Requirement A: In the HC Corpora report, swap "Twitter" for "X" throughout the passage starting with "2.1 Line & word" and going on through "approx. 41 words/line).".
Requirement B: Translate this sentence from the HC Corpora report into Spanish: "Blogs contain the longest documents (avg approx. 41 words/line)."

Article:
↓

1 Introduction

This report presents an exploratory analysis of the HC Corpora English dataset, which forms the foundation of the Johns Hopkins / Coursera Data Science Capstone predictive-text project.

The corpus contains three files of raw, naturally-occurring English text:

File	Domain	Style
`en_US.blogs.txt`	Personal blogs	Long-form, informal prose
`en_US.news.txt`	News articles	Formal, edited prose
`en_US.twitter.txt`	Tweets	Short, noisy, informal

The goals of this report are to:

Summarise corpus size (lines, words, vocabulary).
Visualise word-length distributions, top unigrams, line-length patterns, and vocabulary coverage.
Highlight interesting linguistic findings.
Outline the algorithm and Shiny app to be built in later milestones.

2 Data Summaries

2.1 Line & word counts

Table 1 — Corpus size by source
Source	Lines	Total Words	Avg Words/Line	Max Words/Line	Unique Tokens
Blogs	899,288	37,334,690	41.5	6726	321,142
News	1,010,242	34,372,720	34.1	11878	287,616
Twitter	2,360,148	30,218,180	12.8	140	441,956

Key observation: Twitter has the most lines (approx. 2.4 M) but the fewest words per line (avg approx. 12.8), reflecting the 140-character limit. Blogs contain the longest documents (avg approx. 41 words/line).

2.2 Vocabulary coverage

How many unique word types are needed to cover 50%, 90%, and 99% of all tokens?

Table 2 — Vocabulary coverage thresholds
Coverage	Unique word types needed	Total unique types
50 %	64	80,000
90 %	14,067	80,000
99 %	66,576	80,000

Implication for modelling: A dictionary of roughly the top 50,000 word types suffices to cover ~90% of running text. Capping vocabulary here dramatically reduces model size with minimal accuracy cost.

3 Plots & Tables

3.1 Word-length distribution

Figure 1 - Word-length distribution by source

Finding: All three sources peak at 3-character words (the, and, for). Twitter shows more very short tokens (1-2 chars) due to slang and abbreviations.

3.2 Top unigrams (stop-words removed)

Figure 2 - Top 15 content words per source

3.3 Line-length distribution

Figure 3 - Words per line by source

3.4 Vocabulary coverage curve

Figure 4 - Cumulative vocabulary coverage

4 Interesting Findings

4.1 Zipf’s Law

Word frequency in natural language follows Zipf’s Law: the \(n\)-th most common word appears roughly \(1/n\) times as often as the most common word.

↑

Data shown:

↓

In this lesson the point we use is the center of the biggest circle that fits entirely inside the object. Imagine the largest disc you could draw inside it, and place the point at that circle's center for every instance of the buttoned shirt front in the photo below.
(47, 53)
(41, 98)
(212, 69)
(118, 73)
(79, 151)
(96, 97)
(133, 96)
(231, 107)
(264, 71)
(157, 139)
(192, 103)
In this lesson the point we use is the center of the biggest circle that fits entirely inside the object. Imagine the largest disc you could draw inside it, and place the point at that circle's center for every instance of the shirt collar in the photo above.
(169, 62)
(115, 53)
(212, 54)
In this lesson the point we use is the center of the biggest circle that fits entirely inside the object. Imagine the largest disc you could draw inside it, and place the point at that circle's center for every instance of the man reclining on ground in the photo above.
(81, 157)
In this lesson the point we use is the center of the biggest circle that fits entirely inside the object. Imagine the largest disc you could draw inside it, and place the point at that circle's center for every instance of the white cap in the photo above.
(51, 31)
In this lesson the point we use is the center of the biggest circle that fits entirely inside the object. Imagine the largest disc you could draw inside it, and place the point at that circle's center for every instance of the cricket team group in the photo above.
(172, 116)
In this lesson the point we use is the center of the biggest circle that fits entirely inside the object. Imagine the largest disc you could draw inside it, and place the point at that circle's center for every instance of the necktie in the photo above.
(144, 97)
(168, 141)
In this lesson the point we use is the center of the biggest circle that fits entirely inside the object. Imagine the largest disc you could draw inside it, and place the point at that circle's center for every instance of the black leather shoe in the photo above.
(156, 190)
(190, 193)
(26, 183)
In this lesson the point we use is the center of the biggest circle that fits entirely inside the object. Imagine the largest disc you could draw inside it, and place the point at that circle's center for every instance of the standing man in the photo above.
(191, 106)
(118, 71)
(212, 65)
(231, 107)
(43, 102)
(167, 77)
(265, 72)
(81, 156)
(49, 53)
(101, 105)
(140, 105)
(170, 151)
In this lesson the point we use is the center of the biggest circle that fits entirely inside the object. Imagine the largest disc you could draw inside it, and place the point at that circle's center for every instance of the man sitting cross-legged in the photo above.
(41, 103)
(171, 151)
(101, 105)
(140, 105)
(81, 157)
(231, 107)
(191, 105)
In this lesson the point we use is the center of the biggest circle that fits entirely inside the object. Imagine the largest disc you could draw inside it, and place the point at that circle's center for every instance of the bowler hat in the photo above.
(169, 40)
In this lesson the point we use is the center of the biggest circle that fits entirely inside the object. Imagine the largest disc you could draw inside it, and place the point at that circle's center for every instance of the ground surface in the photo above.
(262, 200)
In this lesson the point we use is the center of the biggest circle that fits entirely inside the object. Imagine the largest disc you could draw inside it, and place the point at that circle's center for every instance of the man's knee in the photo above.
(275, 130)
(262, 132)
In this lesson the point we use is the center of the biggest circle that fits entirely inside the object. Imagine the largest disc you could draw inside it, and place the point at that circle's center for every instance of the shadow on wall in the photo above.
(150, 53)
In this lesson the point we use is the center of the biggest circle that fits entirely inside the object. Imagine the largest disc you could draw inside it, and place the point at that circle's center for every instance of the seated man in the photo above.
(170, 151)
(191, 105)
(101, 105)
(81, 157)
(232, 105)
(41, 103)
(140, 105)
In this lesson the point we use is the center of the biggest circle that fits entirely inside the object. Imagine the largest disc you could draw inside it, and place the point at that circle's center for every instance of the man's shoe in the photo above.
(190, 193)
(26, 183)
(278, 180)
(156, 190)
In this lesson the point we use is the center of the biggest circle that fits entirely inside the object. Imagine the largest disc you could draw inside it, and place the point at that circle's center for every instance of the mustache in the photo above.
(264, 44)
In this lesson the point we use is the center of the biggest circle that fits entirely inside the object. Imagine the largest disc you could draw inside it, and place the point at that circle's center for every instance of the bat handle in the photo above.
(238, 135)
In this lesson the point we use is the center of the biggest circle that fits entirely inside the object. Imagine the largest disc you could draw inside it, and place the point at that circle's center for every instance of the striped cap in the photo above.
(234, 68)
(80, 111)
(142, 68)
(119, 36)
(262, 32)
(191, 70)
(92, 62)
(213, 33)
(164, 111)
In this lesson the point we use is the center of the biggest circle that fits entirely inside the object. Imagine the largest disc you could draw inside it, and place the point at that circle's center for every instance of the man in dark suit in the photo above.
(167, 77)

↑

Task solution A:
2.1 Line & word counts

Table 1 — Corpus size by source
Source	Lines	Total Words	Avg Words/Line	Max Words/Line	Unique Tokens
Blogs	899,288	37,334,690	41.5	6726	321,142
News	1,010,242	34,372,720	34.1	11878	287,616
X	2,360,148	30,218,180	12.8	140	441,956

Key observation: X has the most lines (approx. 2.4 M) but the fewest words per line (avg approx. 12.8), reflecting the 140-character limit. Blogs contain the longest documents (avg approx. 41 words/line).

Task solution B: Los blogs contienen los documentos más largos (promedio aprox. de 41 palabras/línea).